* **WHAT IS EXPECTED**
Extract every line of the material below and reproduce it faithfully.
━━━━━━━━━━
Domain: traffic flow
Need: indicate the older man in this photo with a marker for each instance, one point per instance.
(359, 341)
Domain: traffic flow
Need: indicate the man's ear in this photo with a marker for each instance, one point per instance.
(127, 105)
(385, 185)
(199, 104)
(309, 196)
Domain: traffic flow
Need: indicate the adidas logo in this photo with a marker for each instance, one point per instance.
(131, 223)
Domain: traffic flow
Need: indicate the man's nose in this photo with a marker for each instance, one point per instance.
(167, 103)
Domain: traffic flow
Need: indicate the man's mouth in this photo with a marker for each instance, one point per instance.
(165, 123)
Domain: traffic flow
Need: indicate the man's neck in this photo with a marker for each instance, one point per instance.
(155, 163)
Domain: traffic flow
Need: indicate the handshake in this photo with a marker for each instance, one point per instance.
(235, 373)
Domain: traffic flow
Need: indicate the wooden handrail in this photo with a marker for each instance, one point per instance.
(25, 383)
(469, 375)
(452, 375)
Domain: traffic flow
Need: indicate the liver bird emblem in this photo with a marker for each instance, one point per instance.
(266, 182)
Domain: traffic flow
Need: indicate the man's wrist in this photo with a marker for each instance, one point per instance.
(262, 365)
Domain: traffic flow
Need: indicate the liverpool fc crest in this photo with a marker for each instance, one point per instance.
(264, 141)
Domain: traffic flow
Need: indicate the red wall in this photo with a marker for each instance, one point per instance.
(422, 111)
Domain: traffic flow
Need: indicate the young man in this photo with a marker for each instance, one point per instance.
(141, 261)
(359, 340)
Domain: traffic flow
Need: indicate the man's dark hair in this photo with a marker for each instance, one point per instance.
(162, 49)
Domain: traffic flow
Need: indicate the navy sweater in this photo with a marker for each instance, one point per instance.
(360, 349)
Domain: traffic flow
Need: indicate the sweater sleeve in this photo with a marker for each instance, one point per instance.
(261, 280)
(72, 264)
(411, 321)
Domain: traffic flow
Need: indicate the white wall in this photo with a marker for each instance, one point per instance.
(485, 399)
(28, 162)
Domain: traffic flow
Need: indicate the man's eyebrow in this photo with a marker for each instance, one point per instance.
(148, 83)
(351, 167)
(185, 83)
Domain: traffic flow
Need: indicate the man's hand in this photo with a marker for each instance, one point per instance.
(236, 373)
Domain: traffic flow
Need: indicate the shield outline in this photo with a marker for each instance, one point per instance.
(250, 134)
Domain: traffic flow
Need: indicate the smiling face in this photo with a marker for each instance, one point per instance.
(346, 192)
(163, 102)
━━━━━━━━━━
* **RESPONSE TO THE EXERCISE**
Domain: traffic flow
Need: indicate the older man in this photo with a marker for each instance, one point per instance.
(359, 341)
Domain: traffic flow
Need: indicate the man's ear in this photo with a marker for each instance, one point per instance.
(127, 105)
(385, 185)
(199, 104)
(309, 196)
Domain: traffic flow
Need: indicate the adidas logo in this photo with a marker for each instance, one point per instance.
(131, 223)
Domain: traffic flow
Need: indicate the man's nose in this photo with a marker for each instance, one point per instance.
(167, 103)
Domain: traffic flow
Need: indicate the man's mouth in this photo with a marker for each instance, one point per instance.
(165, 123)
Domain: traffic flow
Need: indicate the man's neck in this photo with a marker for each instance, one point per instance.
(155, 163)
Domain: traffic flow
Need: indicate the handshake in this photo with a marker for each instance, one point per instance.
(235, 373)
Domain: traffic flow
Need: indicate the wooden handrail in this photo with a marker for each instance, one point per instance.
(25, 383)
(469, 375)
(452, 375)
Domain: traffic flow
Need: indicate the liver bird emblem in this photo with a marker for each instance, one point per instance.
(266, 182)
Domain: traffic flow
Need: indicate the man's wrist in this photo with a marker for each instance, one point per instance.
(262, 365)
Domain: traffic flow
Need: indicate the liverpool fc crest in this photo with a marker for each instance, one point per instance.
(264, 141)
Domain: traffic flow
Need: indicate the red wall in this photo with a marker for each instance, one point per instance.
(422, 111)
Domain: traffic flow
Need: indicate the young man in this photo with a marker for each instance, one point per instance.
(141, 261)
(359, 340)
Domain: traffic flow
Need: indicate the man's dark hair in this photo with a marker for each instance, one point per instance.
(162, 49)
Domain: traffic flow
Need: indicate the navy sweater in this photo with a marker for each instance, one point per instance.
(360, 349)
Domain: traffic flow
Need: indicate the sweater sleeve in this photo with a marker for each instance, one point per instance.
(261, 280)
(72, 264)
(411, 321)
Domain: traffic flow
Need: indicate the white wall in this photo with a marker for each instance, one point per instance.
(485, 399)
(28, 162)
Domain: traffic flow
Need: indicate the man's eyebrow in this photo with a marker for each instance, one point per instance.
(148, 83)
(351, 167)
(185, 83)
Domain: traffic flow
Need: indicate the man's hand in this photo with a marker for each instance, one point per instance.
(236, 373)
Domain: traffic flow
Need: indicate the shield outline in this photo with a marker for each instance, one point per instance.
(250, 134)
Domain: traffic flow
Need: indicate the smiling face in this photo with a marker for each instance, one point per instance.
(346, 192)
(163, 102)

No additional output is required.